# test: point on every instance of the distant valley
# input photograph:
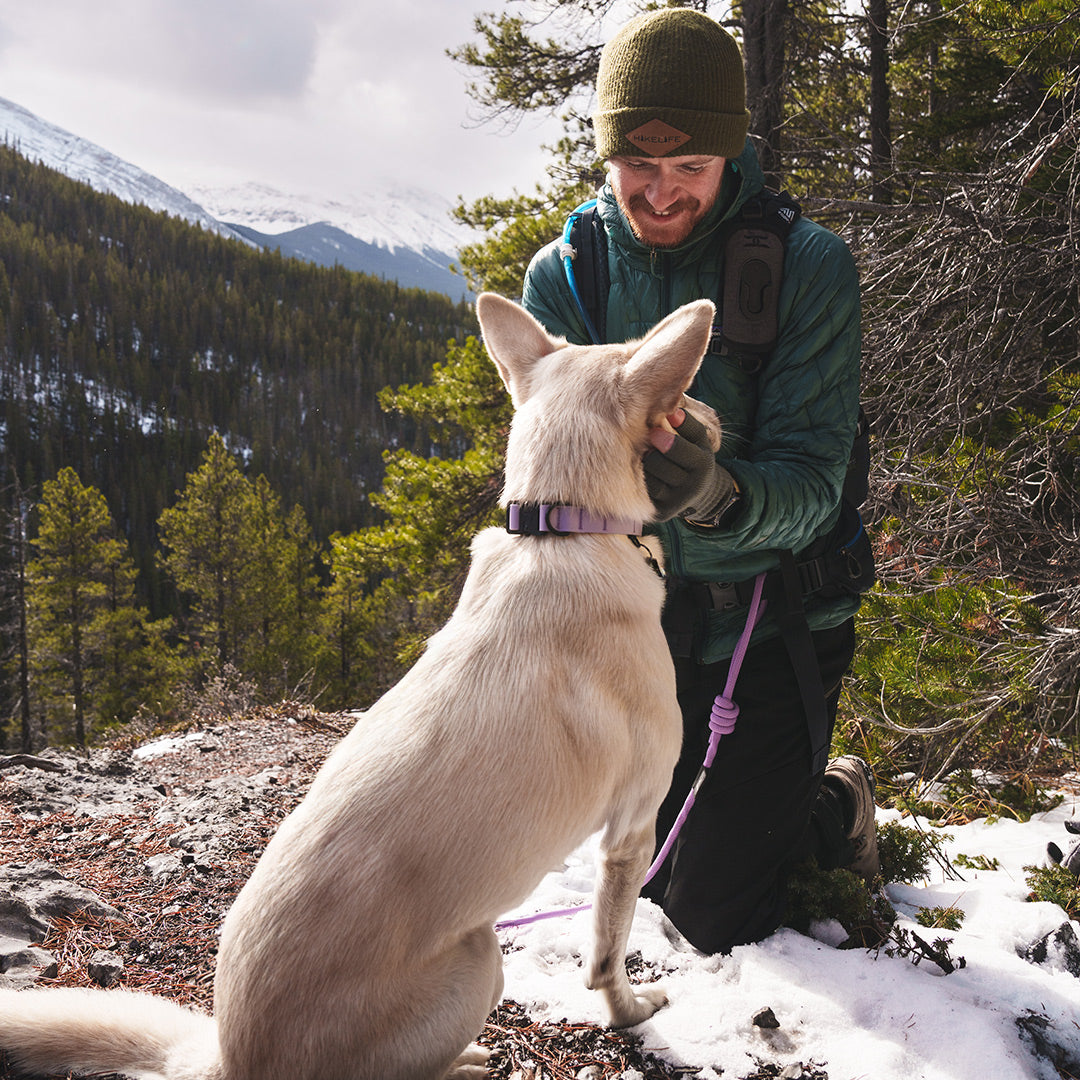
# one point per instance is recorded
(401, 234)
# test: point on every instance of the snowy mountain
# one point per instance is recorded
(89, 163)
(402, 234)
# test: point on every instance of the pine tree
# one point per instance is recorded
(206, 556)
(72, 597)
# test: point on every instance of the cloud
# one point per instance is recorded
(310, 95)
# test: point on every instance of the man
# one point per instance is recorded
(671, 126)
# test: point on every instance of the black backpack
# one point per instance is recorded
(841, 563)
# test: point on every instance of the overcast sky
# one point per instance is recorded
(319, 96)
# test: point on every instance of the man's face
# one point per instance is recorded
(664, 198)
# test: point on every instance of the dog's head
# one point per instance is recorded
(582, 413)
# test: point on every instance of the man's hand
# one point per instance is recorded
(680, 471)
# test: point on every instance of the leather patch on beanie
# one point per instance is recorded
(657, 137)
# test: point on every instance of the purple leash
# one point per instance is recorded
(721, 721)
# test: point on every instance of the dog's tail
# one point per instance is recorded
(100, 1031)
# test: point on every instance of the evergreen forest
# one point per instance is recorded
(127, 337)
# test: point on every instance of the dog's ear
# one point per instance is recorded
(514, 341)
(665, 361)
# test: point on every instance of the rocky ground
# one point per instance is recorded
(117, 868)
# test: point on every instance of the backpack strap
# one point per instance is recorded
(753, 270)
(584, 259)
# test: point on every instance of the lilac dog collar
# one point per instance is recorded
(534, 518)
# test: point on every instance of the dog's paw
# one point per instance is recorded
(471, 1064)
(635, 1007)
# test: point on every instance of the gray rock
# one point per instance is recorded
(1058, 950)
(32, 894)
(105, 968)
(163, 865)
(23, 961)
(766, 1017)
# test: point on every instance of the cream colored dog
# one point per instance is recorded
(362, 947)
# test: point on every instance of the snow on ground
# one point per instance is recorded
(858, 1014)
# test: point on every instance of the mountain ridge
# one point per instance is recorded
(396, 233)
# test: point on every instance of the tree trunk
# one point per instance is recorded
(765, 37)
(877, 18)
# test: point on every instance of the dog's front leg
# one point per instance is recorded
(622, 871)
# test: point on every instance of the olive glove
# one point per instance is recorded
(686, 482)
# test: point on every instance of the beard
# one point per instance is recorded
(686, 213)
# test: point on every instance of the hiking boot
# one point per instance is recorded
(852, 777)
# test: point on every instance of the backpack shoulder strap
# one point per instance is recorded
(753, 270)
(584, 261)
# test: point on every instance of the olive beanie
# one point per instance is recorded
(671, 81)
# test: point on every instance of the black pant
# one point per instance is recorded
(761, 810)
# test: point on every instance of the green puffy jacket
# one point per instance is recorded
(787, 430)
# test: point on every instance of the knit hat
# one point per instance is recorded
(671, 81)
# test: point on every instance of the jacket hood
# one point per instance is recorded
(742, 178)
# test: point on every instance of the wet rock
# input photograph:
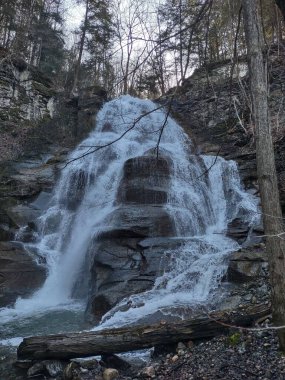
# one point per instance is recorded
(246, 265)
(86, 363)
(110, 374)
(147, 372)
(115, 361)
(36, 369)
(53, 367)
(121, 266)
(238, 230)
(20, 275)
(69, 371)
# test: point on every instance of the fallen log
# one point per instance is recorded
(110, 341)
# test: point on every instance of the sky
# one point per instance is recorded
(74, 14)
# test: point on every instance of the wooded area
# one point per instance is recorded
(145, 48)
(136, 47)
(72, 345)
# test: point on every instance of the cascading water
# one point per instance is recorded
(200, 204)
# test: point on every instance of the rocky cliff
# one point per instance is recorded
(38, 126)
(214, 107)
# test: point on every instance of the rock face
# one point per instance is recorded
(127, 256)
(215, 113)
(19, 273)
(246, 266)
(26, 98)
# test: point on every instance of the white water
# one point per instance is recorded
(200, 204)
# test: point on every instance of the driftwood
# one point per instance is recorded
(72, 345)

──────────────────────────────

- Description of the task -
The records above should be repeated exactly, with no pictures in the copy.

- Completed exercise -
# test: point on every instance of the distant valley
# input photograph:
# one point per instance is recorded
(401, 234)
# test: point on every instance of the snowy mountain
# one point per instance is recorded
(89, 163)
(402, 234)
# test: point on every instance of the pine tree
# one point per instance is recorded
(206, 556)
(72, 597)
# test: point on every instance of the cloud
# one point per instance is recorded
(310, 95)
# test: point on every instance of the man
# one point per instance is recorded
(671, 126)
# test: point on every instance of the black backpack
# one point per instance is recorded
(841, 563)
# test: point on every instance of the overcast sky
# one point per instance is recorded
(319, 96)
# test: point on every instance of the man's face
# one point per instance is recorded
(664, 198)
# test: point on every instance of the dog's head
# one point per instance is recorded
(582, 413)
# test: point on every instance of the man's hand
# one point per instance is recorded
(680, 471)
# test: point on every instance of the leather patch on beanie
# one point per instance is recorded
(657, 137)
# test: point on every instance of the purple leash
# one point per instance is recorded
(721, 721)
# test: point on every instance of the dog's tail
# one point per instance is recorded
(100, 1031)
# test: point on every instance of the evergreen forest
# one point per instance is recorded
(127, 337)
# test: point on every instance of the dog's ear
# one point per instance is recorded
(514, 341)
(665, 361)
# test: point on every instance of the rocky ground
# one point per instance is recorded
(117, 868)
# test: point on every instance of the backpack strap
# one point per instance is recorded
(753, 270)
(584, 259)
# test: point on every instance of the lilac dog collar
# one point per instance is recorded
(534, 518)
# test: point on every instance of the dog's paw
# one point per instance is recorded
(471, 1064)
(635, 1007)
# test: point on every instance of the gray rock
# one point per instance is recorded
(1058, 950)
(32, 894)
(105, 968)
(163, 865)
(23, 961)
(766, 1017)
# test: point on every instance of the cream colored dog
# one point per instance is recorded
(362, 947)
# test: point on every instance of the snow on ground
# one point per instance is recorded
(858, 1014)
# test: point on every instance of the mountain ridge
# one point per instance is recorded
(396, 233)
# test: point on every instance of the tree trunk
# one point per instance is recorded
(765, 37)
(877, 18)
# test: point on every instance of the dog's front leg
# one point per instance is recorded
(622, 871)
# test: point on every instance of the olive glove
# one point per instance is recorded
(686, 482)
# test: point on every instance of the beard
# one point per instance is recorded
(686, 213)
# test: point on every instance of the hiking boot
# one point per instance is recorded
(852, 777)
# test: point on every instance of the backpack shoulder strap
# one point per instance is recorded
(753, 270)
(584, 261)
# test: point on every instance of the olive beanie
# one point per instance is recorded
(671, 81)
# test: point on every instance of the black pant
# one point per instance is recorded
(761, 810)
# test: point on every instance of the green puffy jacket
# one point per instance is recorded
(787, 430)
# test: point on every instance of the knit hat
# one point per instance is recorded
(671, 81)
# test: point on every instance of the jacket hood
# one point per instance is recorded
(742, 178)
# test: point on every instance of the wet rock
# input photograph:
# one point per instance is recorded
(246, 265)
(86, 363)
(110, 374)
(147, 372)
(115, 361)
(36, 369)
(53, 367)
(121, 266)
(238, 230)
(20, 275)
(69, 371)
# test: point on every instance of the fallen log
# one point per instance is recorded
(110, 341)
# test: point on every instance of the sky
# one point per instance is recorded
(74, 14)
# test: point on every instance of the wooded area
# one point per instance is recorded
(145, 48)
(136, 47)
(72, 345)
# test: point on every instance of the cascading water
# one point per instance is recorded
(200, 204)
# test: point on every instance of the rocky cliff
# one point per instance is recorded
(38, 126)
(214, 107)
# test: point on every instance of the rock face
# one point per instance is recorded
(127, 256)
(215, 113)
(19, 273)
(246, 266)
(26, 98)
# test: point on every instance of the white water
# one point per instance is recorded
(200, 204)
# test: point on every instance of the driftwood
# one point per instance is recorded
(72, 345)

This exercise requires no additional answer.